_Aim of the task_
Each entry has to be printed again exactly.

_Supplied data_
+---+

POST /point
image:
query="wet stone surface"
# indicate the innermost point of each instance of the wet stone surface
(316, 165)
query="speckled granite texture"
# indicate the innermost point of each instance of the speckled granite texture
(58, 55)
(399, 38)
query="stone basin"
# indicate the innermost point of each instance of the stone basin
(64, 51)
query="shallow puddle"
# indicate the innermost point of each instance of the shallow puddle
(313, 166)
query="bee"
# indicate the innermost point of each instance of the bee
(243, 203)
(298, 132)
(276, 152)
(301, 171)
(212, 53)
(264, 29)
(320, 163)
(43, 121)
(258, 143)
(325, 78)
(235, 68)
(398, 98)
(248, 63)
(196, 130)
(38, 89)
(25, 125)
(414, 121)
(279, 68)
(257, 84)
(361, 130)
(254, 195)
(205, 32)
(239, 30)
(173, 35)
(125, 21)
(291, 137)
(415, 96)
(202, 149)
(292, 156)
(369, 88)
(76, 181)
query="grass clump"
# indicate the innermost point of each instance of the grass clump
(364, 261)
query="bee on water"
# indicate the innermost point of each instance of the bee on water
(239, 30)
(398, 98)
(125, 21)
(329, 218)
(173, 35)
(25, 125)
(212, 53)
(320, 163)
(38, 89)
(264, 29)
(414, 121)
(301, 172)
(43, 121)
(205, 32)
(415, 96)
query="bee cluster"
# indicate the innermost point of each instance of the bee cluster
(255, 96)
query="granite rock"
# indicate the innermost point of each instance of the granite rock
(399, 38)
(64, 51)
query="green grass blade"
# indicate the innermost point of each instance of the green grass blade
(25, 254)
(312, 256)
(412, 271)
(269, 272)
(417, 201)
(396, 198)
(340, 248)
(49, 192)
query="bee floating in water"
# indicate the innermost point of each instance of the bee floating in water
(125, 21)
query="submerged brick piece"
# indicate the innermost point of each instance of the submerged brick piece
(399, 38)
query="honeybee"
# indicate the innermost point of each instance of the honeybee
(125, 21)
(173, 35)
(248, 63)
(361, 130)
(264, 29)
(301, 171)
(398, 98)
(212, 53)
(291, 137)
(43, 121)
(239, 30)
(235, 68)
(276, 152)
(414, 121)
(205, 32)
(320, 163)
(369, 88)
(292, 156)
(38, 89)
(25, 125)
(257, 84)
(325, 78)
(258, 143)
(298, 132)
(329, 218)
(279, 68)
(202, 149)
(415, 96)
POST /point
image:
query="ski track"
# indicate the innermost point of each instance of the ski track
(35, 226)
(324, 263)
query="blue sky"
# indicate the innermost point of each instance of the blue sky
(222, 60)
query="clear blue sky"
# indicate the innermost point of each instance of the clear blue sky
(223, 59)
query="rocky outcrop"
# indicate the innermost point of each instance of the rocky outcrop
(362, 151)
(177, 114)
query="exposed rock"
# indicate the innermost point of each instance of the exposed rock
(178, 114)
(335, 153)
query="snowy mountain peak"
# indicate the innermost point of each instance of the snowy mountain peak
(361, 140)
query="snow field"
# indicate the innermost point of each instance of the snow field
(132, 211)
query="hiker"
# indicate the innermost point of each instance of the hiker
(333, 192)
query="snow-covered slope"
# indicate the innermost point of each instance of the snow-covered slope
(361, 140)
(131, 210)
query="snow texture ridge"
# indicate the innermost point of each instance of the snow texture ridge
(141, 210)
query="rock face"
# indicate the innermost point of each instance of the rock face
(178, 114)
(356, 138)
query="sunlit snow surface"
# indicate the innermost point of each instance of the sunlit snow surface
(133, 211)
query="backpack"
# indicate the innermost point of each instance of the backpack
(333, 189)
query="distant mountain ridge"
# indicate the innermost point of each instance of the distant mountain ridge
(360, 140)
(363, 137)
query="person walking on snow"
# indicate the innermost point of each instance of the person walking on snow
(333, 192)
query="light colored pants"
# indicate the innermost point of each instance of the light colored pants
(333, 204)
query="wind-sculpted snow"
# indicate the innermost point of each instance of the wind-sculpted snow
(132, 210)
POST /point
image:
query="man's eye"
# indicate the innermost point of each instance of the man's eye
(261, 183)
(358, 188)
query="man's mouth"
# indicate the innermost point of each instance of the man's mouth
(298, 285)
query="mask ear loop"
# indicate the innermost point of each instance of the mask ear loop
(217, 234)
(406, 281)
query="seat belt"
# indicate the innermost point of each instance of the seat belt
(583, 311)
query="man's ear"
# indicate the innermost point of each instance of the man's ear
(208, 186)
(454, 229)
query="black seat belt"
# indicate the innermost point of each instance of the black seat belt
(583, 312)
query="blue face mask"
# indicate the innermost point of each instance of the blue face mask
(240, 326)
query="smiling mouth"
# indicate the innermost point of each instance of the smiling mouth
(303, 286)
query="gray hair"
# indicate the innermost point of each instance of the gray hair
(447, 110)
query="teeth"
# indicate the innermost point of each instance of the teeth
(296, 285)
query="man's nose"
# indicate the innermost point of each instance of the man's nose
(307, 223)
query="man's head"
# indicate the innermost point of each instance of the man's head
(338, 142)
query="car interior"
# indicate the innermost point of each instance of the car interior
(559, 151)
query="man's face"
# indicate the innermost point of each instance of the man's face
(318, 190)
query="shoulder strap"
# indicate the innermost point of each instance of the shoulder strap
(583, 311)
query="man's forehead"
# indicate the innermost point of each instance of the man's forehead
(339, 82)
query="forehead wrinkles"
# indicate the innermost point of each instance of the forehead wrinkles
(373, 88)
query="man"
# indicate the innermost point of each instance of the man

+---+

_Task response_
POST /point
image:
query="wet stone surface"
# indicate the innermost point of each instance of the wet stone surface
(316, 165)
query="speckled granite texture"
# indicate the innermost point of each instance of the speckled granite texture
(58, 55)
(399, 38)
query="stone basin"
# indicate the innermost point of each instance of the stone basin
(64, 51)
query="shallow puddle"
# indicate the innermost point of each instance of the shallow puddle
(313, 166)
query="bee"
# indicate the innermost point of each instance of the bee
(243, 203)
(298, 132)
(276, 152)
(301, 171)
(212, 53)
(264, 29)
(320, 163)
(43, 121)
(258, 143)
(325, 78)
(235, 68)
(398, 98)
(248, 63)
(196, 130)
(38, 89)
(25, 125)
(414, 121)
(279, 68)
(257, 84)
(361, 130)
(254, 195)
(205, 32)
(239, 30)
(173, 35)
(125, 21)
(291, 137)
(415, 96)
(202, 149)
(292, 156)
(369, 88)
(76, 181)
query="grass clump"
# indicate the innermost point of each instance of the grass clump
(364, 261)
query="bee on water"
# indicate the innermost point of each instance of the bee on water
(239, 30)
(398, 98)
(125, 21)
(329, 218)
(173, 35)
(25, 125)
(212, 53)
(320, 163)
(38, 89)
(264, 29)
(414, 121)
(301, 172)
(43, 121)
(205, 32)
(415, 96)
query="bee cluster"
# indicate the innermost point of each instance of the bee cluster
(255, 96)
query="granite rock"
# indicate the innermost point of each instance of the granite rock
(399, 38)
(64, 51)
query="green grass blade"
# indicate the innermost point of each instance of the green grass blade
(25, 254)
(312, 256)
(412, 271)
(269, 272)
(417, 201)
(396, 198)
(340, 248)
(49, 192)
query="bee floating in water"
# indicate the innermost point of each instance of the bee floating in water
(125, 21)
query="submerged brick piece"
# indicate the innermost point of each instance of the submerged brick piece
(399, 38)
query="honeybee"
# indicate the innermost point of each instance of the honeybee
(125, 21)
(173, 35)
(248, 63)
(361, 130)
(264, 29)
(301, 171)
(398, 98)
(212, 53)
(291, 137)
(43, 121)
(239, 30)
(235, 68)
(276, 152)
(414, 121)
(205, 32)
(320, 163)
(369, 88)
(292, 156)
(38, 89)
(25, 125)
(257, 84)
(325, 78)
(258, 143)
(298, 132)
(329, 218)
(279, 68)
(202, 149)
(415, 96)
POST /point
image:
query="ski track"
# indicate the innermost point of each instance of the ski track
(35, 226)
(324, 263)
query="blue sky"
# indicate the innermost point of each instance of the blue sky
(222, 60)
query="clear blue sky"
# indicate the innermost point of each instance of the clear blue sky
(223, 59)
query="rocky outcrop"
# indicate the innermost point of each instance of the rocky outcrop
(362, 151)
(177, 114)
query="exposed rock"
# indicate the innermost point of each instance of the exposed rock
(178, 114)
(335, 153)
query="snowy mountain peak"
# indicate the innermost point of each instance of the snowy mountain peak
(361, 140)
query="snow field"
# indicate the innermost point of each instance of the snow field
(132, 211)
query="hiker"
# indicate the innermost point of each instance of the hiker
(333, 192)
query="snow-covered slope"
# indicate the innermost point of each instance of the snow-covered slope
(361, 140)
(131, 210)
query="snow texture ridge"
# indicate the innermost point of each instance of the snow texture ridge
(141, 210)
query="rock face"
# indicate the innermost point of each instance of the rock face
(178, 114)
(356, 138)
query="sunlit snow surface"
# indicate the innermost point of each instance of the sunlit snow surface
(133, 211)
query="backpack"
# indicate the innermost point of each instance of the backpack
(333, 189)
query="distant mountain ridge"
# indicate the innermost point of each instance of the distant mountain ridge
(360, 140)
(363, 137)
query="person walking on snow"
# indicate the innermost point of each instance of the person walking on snow
(333, 192)
query="light colored pants"
# indicate the innermost point of each instance of the light colored pants
(333, 204)
query="wind-sculpted snow"
# indicate the innermost point of each instance of the wind-sculpted snow
(132, 210)
POST /point
image:
query="man's eye"
# indicate the innermost point of each instance of the man's eye
(261, 183)
(358, 188)
query="man's mouth"
# indicate the innermost point of each instance of the man's mouth
(298, 285)
query="mask ear loop"
# indicate the innermost point of each instance of the mask ear loop
(217, 234)
(406, 281)
query="seat belt"
# indicate the innermost point of each instance of the seat belt
(583, 311)
query="man's ear"
# indicate the innermost point of each instance of the man's ear
(208, 186)
(454, 229)
query="black seat belt"
# indicate the innermost point of each instance of the black seat belt
(583, 312)
query="blue face mask"
# indicate the innermost point of each instance of the blue face mask
(240, 326)
query="smiling mouth"
# indicate the innermost point of each instance of the smiling mouth
(303, 286)
query="gray hair"
# indicate the innermost point of each instance of the gray hair
(447, 110)
query="teeth"
# indicate the innermost point of each instance of the teeth
(296, 285)
query="man's nose"
# indicate the innermost point of each instance of the man's nose
(307, 223)
query="man's head"
# indicate the innermost point of each instance of the man's head
(338, 142)
query="car interior"
# indicate the innermost point of each instance of the car interior
(559, 151)
query="man's face"
# indicate the innermost point of each instance of the man's face
(318, 190)
query="shoulder strap"
# indicate the innermost point of each instance of the shoulder strap
(583, 311)
query="man's forehead"
# indicate the innermost point of each instance of the man's forehead
(339, 82)
query="forehead wrinkles"
# indicate the innermost point of each instance of the forehead wrinkles
(373, 88)
query="man"
# indicate the innermost point of each instance of the man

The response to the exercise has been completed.